| Excerpted records |
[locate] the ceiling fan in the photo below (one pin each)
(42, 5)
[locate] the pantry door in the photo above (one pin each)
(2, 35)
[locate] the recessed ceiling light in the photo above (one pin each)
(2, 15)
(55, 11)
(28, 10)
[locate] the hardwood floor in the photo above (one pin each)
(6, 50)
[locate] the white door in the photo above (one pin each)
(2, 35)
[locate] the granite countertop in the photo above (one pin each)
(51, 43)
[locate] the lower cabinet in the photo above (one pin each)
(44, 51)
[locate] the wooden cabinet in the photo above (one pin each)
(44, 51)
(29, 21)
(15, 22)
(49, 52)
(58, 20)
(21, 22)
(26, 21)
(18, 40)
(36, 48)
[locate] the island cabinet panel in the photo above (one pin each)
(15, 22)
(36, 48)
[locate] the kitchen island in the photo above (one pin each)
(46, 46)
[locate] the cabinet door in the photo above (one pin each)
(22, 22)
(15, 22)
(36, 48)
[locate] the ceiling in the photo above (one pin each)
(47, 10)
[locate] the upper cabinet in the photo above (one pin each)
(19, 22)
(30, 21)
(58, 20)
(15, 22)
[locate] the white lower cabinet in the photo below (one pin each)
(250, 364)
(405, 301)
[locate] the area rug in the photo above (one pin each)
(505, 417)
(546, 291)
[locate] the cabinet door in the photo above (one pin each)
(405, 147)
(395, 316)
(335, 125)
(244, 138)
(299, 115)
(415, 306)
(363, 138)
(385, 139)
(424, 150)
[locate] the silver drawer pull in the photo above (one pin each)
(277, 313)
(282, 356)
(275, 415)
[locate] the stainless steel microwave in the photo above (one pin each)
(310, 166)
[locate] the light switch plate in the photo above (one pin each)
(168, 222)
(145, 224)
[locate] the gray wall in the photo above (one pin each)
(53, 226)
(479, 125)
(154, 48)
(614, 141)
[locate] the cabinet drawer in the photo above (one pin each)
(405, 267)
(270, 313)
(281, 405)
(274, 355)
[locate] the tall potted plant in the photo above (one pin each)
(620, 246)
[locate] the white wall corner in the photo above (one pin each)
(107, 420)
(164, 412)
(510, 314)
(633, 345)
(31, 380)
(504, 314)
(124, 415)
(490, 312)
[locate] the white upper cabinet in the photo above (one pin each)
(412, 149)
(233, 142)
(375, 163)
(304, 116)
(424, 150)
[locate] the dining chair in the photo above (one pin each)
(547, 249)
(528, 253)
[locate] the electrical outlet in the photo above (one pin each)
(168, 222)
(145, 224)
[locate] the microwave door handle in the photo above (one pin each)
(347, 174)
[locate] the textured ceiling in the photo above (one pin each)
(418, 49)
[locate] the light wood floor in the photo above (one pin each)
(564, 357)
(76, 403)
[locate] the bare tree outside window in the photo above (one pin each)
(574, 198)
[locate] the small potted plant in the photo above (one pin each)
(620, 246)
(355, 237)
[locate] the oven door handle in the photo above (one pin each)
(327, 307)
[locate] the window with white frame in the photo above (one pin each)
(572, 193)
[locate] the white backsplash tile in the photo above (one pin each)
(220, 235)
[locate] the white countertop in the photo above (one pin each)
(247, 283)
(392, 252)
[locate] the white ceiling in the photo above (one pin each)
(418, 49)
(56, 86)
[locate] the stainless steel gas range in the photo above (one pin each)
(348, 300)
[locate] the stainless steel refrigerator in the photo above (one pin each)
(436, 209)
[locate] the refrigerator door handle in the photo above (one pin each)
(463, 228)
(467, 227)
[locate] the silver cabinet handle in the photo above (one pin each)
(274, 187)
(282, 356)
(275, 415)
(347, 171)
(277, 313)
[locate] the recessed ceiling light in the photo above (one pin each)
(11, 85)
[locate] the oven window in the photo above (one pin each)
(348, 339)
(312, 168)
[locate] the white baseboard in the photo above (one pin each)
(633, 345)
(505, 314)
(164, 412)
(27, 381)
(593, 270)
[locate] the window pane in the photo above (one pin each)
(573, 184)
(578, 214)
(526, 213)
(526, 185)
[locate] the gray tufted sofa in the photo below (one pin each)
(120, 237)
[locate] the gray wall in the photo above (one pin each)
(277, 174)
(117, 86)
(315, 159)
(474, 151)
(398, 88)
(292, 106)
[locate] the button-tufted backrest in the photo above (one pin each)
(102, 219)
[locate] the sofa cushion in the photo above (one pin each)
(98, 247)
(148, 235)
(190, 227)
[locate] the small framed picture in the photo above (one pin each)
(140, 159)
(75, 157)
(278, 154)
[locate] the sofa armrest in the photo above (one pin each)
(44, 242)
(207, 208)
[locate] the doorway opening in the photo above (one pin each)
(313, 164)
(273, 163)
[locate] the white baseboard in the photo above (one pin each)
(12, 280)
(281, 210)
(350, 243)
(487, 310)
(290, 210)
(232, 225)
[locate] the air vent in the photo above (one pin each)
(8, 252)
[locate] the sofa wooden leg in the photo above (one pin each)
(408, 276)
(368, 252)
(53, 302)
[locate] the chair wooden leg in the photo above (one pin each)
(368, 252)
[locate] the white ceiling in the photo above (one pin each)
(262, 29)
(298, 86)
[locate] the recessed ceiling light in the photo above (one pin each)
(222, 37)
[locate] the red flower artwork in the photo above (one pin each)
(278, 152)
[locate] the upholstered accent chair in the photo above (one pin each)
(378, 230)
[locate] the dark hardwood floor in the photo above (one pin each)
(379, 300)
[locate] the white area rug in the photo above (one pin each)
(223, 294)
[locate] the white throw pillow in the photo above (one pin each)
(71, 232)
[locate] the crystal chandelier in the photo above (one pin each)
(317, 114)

| The task |
Would you copy out all the entries above without changing a single character?

| Answer area |
[locate] the ceiling fan in the photo below (one pin each)
(42, 5)
[locate] the pantry door in the photo above (one pin each)
(2, 35)
[locate] the recessed ceiling light in the photo above (one pin each)
(2, 15)
(55, 11)
(28, 10)
[locate] the hardwood floor in the photo above (one pin each)
(6, 50)
[locate] the white door in the photo above (one pin each)
(2, 35)
[locate] the granite countertop in the photo above (one pin each)
(51, 43)
[locate] the lower cabinet in the photo above (one pin each)
(44, 51)
[locate] the wooden cabinet in the photo above (one pin each)
(44, 51)
(29, 21)
(15, 22)
(49, 52)
(58, 20)
(21, 22)
(26, 21)
(18, 40)
(36, 48)
[locate] the island cabinet panel in the photo above (one pin each)
(15, 22)
(36, 48)
[locate] the kitchen island in the photo above (one pin each)
(46, 46)
[locate] the cabinet door in the photo above (one pin each)
(22, 22)
(15, 22)
(36, 48)
[locate] the ceiling in the photo above (one pin each)
(47, 10)
[locate] the upper cabinet in the photo above (one pin each)
(19, 22)
(30, 21)
(58, 20)
(15, 22)
[locate] the white lower cabinet in the photo below (one pin each)
(250, 364)
(405, 301)
[locate] the area rug in the photo above (one pin each)
(505, 417)
(546, 291)
[locate] the cabinet door in the photo above (one pin each)
(405, 147)
(395, 316)
(335, 125)
(244, 138)
(299, 115)
(415, 306)
(363, 138)
(385, 139)
(424, 150)
[locate] the silver drawer pull in the photo above (one pin each)
(277, 313)
(282, 356)
(275, 415)
[locate] the stainless steel microwave in the photo above (one pin each)
(310, 166)
[locate] the light switch plate in the photo above (one pin each)
(168, 222)
(145, 224)
[locate] the gray wall in the photo above (one pin each)
(53, 226)
(479, 125)
(154, 48)
(614, 141)
[locate] the cabinet drawer in the photo above (one pin each)
(405, 267)
(270, 313)
(281, 405)
(274, 355)
[locate] the tall potted plant in the photo above (one pin each)
(620, 246)
[locate] the white wall corner in the photo above (one pin each)
(107, 420)
(164, 412)
(510, 314)
(633, 345)
(31, 380)
(504, 314)
(124, 415)
(490, 312)
[locate] the white upper cabinet in the photo above (one pin each)
(412, 149)
(233, 142)
(375, 163)
(304, 116)
(424, 150)
[locate] the dining chair in the photo above (one pin each)
(547, 249)
(528, 253)
[locate] the electrical outlet in the photo above (one pin each)
(168, 222)
(145, 224)
[locate] the microwave door handle in the photo above (one pin each)
(347, 174)
[locate] the textured ceiling in the photo above (one pin each)
(418, 49)
[locate] the light wood floor in the photo above (one pin each)
(564, 357)
(76, 403)
[locate] the bare tree outside window in the photo above (one pin each)
(574, 198)
[locate] the small potted plant in the photo above (one pin each)
(620, 246)
(355, 237)
[locate] the oven door handle in the photo above (one pin each)
(327, 307)
[locate] the window with white frame in the photo above (one pin each)
(572, 193)
[locate] the white backsplash tile in the photo above (one pin each)
(220, 235)
[locate] the white countertop in the photo above (one pin each)
(247, 283)
(392, 252)
[locate] the white ceiling in the photo above (one pin each)
(418, 49)
(56, 86)
[locate] the stainless steel gas range in the photo above (one pin each)
(348, 300)
[locate] the stainless steel refrigerator in the photo above (one pin each)
(436, 209)
[locate] the refrigerator door handle in the photo above (one pin each)
(463, 228)
(467, 227)
[locate] the silver cabinet handle in the photo above (one pin each)
(274, 187)
(282, 356)
(275, 415)
(347, 171)
(277, 313)
[locate] the recessed ceiling light in the photo above (one pin each)
(11, 85)
[locate] the oven window in the photo above (one pin each)
(348, 339)
(312, 168)
[locate] the white baseboard in the photo above (one pin each)
(633, 345)
(505, 314)
(164, 412)
(27, 381)
(593, 270)
[locate] the window pane in the photo above (one pin each)
(573, 184)
(578, 214)
(526, 213)
(526, 185)
[locate] the gray tufted sofa in the photo below (one pin each)
(120, 237)
[locate] the gray wall in the photo above (one pin each)
(277, 174)
(117, 86)
(315, 159)
(474, 151)
(398, 88)
(292, 106)
[locate] the button-tufted backrest in the photo above (one pin each)
(102, 219)
[locate] the sofa cushion in the photo above (one pin each)
(98, 247)
(148, 235)
(190, 227)
[locate] the small framed picture in the photo above (one pin each)
(140, 159)
(75, 157)
(278, 154)
[locate] the sofa armrest in the photo above (one pin each)
(44, 242)
(207, 208)
[locate] the doorway opening in the photo above (one pin each)
(313, 164)
(273, 163)
[locate] the white baseboard in the photo above (one pin each)
(12, 280)
(281, 210)
(350, 243)
(487, 310)
(290, 210)
(232, 225)
[locate] the air vent in the photo above (one pin each)
(8, 252)
[locate] the sofa wooden leg in the photo above (one pin each)
(408, 276)
(368, 252)
(53, 302)
[locate] the chair wooden leg in the photo above (one pin each)
(368, 252)
[locate] the white ceiling in the photo above (one pin each)
(262, 29)
(298, 86)
[locate] the recessed ceiling light in the photo above (one pin each)
(222, 37)
[locate] the red flower artwork in the photo above (one pin each)
(278, 152)
[locate] the upholstered accent chair in the photo above (one pin each)
(378, 230)
[locate] the dark hardwood floor in the photo above (one pin each)
(379, 300)
[locate] the white area rug in the photo above (one pin each)
(223, 294)
[locate] the white throw pillow in the photo above (one pin each)
(71, 232)
[locate] the crystal chandelier in the photo above (one pin each)
(317, 114)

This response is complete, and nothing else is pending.